==== Working data

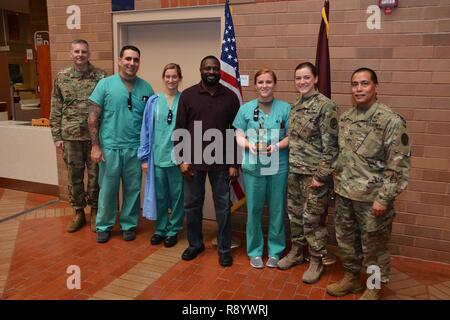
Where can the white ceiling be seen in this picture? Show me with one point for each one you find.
(15, 5)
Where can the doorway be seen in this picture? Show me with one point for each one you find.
(180, 35)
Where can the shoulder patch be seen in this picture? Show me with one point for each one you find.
(405, 139)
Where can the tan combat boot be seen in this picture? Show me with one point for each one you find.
(371, 294)
(93, 219)
(350, 283)
(78, 221)
(294, 257)
(314, 272)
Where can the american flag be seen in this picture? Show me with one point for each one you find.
(230, 78)
(229, 63)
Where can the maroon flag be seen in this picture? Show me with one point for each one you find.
(323, 54)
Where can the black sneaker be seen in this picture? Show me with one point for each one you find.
(170, 241)
(103, 236)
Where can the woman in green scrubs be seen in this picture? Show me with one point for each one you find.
(261, 128)
(162, 110)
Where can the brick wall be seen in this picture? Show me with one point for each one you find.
(411, 53)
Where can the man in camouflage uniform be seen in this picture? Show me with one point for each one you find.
(312, 150)
(371, 171)
(68, 121)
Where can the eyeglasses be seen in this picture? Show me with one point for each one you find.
(363, 84)
(256, 114)
(130, 104)
(169, 117)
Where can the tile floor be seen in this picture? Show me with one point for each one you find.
(36, 251)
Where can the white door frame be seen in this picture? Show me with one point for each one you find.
(123, 19)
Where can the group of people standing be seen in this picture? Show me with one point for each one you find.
(294, 157)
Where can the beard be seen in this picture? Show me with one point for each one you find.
(211, 80)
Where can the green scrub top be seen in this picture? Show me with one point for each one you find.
(274, 127)
(120, 126)
(162, 143)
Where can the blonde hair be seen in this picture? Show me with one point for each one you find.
(171, 66)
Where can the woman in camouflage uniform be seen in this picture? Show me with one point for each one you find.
(312, 149)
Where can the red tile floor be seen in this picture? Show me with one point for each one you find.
(36, 252)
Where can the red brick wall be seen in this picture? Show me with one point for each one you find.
(411, 53)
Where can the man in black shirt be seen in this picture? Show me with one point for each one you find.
(207, 105)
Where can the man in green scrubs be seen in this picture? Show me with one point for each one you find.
(115, 118)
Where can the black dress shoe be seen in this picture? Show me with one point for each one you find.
(170, 241)
(157, 239)
(191, 253)
(225, 259)
(103, 236)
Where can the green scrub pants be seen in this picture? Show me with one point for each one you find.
(169, 182)
(119, 163)
(258, 189)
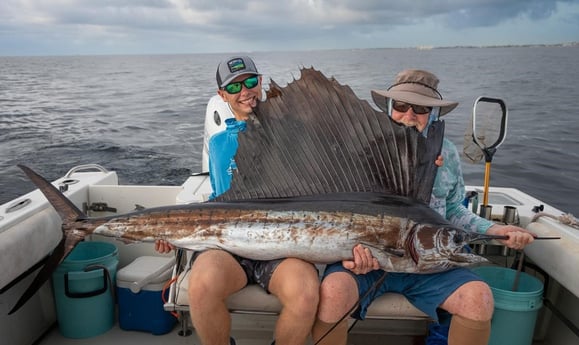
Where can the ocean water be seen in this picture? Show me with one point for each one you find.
(143, 115)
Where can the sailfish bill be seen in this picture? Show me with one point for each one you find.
(319, 171)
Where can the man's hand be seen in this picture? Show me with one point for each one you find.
(518, 237)
(163, 246)
(363, 262)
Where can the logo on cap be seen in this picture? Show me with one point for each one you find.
(236, 65)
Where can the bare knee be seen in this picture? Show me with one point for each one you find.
(296, 284)
(338, 294)
(473, 300)
(213, 277)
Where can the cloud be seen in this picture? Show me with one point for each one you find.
(170, 26)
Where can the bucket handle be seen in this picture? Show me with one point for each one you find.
(106, 283)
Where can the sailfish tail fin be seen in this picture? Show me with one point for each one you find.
(69, 214)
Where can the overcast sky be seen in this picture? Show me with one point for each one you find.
(88, 27)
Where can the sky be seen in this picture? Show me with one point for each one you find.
(104, 27)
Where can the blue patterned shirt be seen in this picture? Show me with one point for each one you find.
(448, 193)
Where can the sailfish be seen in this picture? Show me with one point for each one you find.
(318, 171)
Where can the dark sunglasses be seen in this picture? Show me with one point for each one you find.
(250, 83)
(417, 109)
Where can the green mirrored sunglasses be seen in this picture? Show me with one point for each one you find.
(249, 83)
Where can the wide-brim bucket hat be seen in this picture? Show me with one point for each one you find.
(414, 87)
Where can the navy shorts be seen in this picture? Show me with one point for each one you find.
(425, 291)
(257, 272)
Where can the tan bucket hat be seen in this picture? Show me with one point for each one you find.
(415, 87)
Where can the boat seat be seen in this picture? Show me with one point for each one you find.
(255, 300)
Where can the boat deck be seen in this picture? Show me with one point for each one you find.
(247, 330)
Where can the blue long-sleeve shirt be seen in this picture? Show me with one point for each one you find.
(448, 193)
(222, 150)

========

### Your goal
Each record should be printed again precisely, though not its pictures.

### Result of the task
Where can the white ceiling be seen in this picture? Show me with one point for each one you find.
(15, 5)
Where can the doorway be seen in this picture? Show me with one point for each one you find.
(180, 35)
Where can the shoulder patch be seen in this picture? Show me with one point for each one you find.
(405, 139)
Where can the tan combat boot be seen in this picture? Show me with one point for each one you find.
(371, 294)
(93, 219)
(350, 283)
(78, 221)
(294, 257)
(314, 272)
Where can the american flag be seen in this picture? Show me with one point for each one you find.
(230, 78)
(229, 63)
Where can the maroon flag be seen in this picture? Show me with one point for each one you find.
(323, 54)
Where can the black sneaker be seen in this picture? Show me with one point for each one you find.
(170, 241)
(103, 236)
Where can the woman in green scrubs be seen in this picture? Show me with one point for each one you find.
(261, 128)
(162, 110)
Where can the brick wall be seen in this picture? Show me with one point for each one you find.
(411, 53)
Where can the man in camouflage uniform be seen in this picture? Show me with one point for each one you find.
(312, 150)
(371, 171)
(68, 121)
Where can the eyeglasses be seen in this picture? Show me with one point for each one you find.
(363, 84)
(256, 114)
(130, 104)
(169, 117)
Where can the tile floor be seen in this picture? Show me with one point for each one you find.
(36, 251)
Where can the white door frame be seen in this picture? Show me with one point for each one you find.
(123, 19)
Where can the group of people standing be seen in this picture? Show me with one point for each one you find.
(294, 157)
Where can the beard be seen in this picture? Show me with one point for each one you find.
(211, 80)
Where can the green scrub top be seen in this picture? Show me with one point for each one you find.
(274, 127)
(120, 126)
(162, 143)
Where can the blonde hair be seen in this picture? Show me with one point for each one you find.
(171, 66)
Where can the woman in camouflage uniform be seen in this picture? Show me with one point for each one you find.
(312, 149)
Where can the red tile floor be seen in this picture? Show me with one point for each one you find.
(36, 252)
Where can the red brick wall be seen in this picture? Show me with one point for each one you find.
(411, 53)
Where can the man in black shirt be seen in this picture? Show me with one point for each one you find.
(207, 105)
Where can the man in green scrubs be seen in this picture? Show me with one point for each one you find.
(115, 118)
Where can the black dress shoe be seen in this picture? Show me with one point for each one you find.
(170, 241)
(157, 239)
(191, 253)
(225, 259)
(103, 236)
Where can the green scrub pants be seen in this picture? Show me with one point for each one you find.
(169, 182)
(119, 163)
(258, 189)
Where can the ocean water be seen in this picture? Show me with one point for each one you find.
(143, 115)
Where can the sailfish bill be seen in this picture? Show me with one point for each one you find.
(319, 171)
Where can the man's hand be seen in this picture? Show me with one point for each one you find.
(518, 237)
(163, 246)
(363, 262)
Where can the logo on cap be seen in this picture? Show me with one point for each one you find.
(236, 65)
Where can the bare knee be seen in this picture? Show me with one point for each one you find.
(296, 284)
(338, 294)
(473, 300)
(213, 277)
Where can the cloud be seen in this picture? Show me with one point for each one you find.
(170, 26)
Where can the bucket handle be seen in this picture? Show me with one point for each one you find.
(106, 283)
Where can the sailfish tail fin be seen in this picture? Show me with one point for each one you find.
(69, 214)
Where can the overcast sky be seen in this picture? Show me with one point for each one you find.
(88, 27)
Where can the sky be seen in this picture? Show me with one point for each one you find.
(104, 27)
Where can the blue patterned shirt be seen in this picture? Show me with one point for each one you find.
(448, 193)
Where can the sailfish be seen in this picture? Show me with one point for each one you find.
(318, 171)
Where can the dark sunglasses be seen in this picture? Show me with one point for each one you find.
(250, 83)
(417, 109)
Where can the green mirrored sunglasses be seen in this picture? Show me with one point for each one you find.
(249, 83)
Where can the wide-brim bucket hat be seen in this picture? Show me with one point for each one you find.
(414, 87)
Where can the navy shorts be seen in this picture? Show me with one point for each one you find.
(425, 291)
(257, 272)
Where can the tan bucket hat be seen in this picture? Show me with one point for each one you find.
(415, 87)
Where can the boat seat be seen in this picture? Show me with one point for each one you find.
(255, 300)
Where can the boat deck be seen in this picture? Show me with one point for each one you find.
(247, 330)
Where can the blue long-sleeve shirt be seen in this picture? Show me with one point for each one you find.
(448, 193)
(222, 150)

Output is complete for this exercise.